Could you set out every line of the records below as a JSON list of strings, with one string per line and blank lines omitted?

-=-=-=-=-

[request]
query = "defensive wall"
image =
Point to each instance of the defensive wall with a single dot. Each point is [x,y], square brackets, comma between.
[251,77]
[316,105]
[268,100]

-=-=-=-=-

WRITTEN SOLUTION:
[
  "[request]",
  "query = \"defensive wall\"",
  "image =",
  "Point to each instance of the defensive wall with a single dot. Each point is [x,y], square brackets, comma between.",
  "[251,77]",
  "[316,105]",
  "[268,100]"
]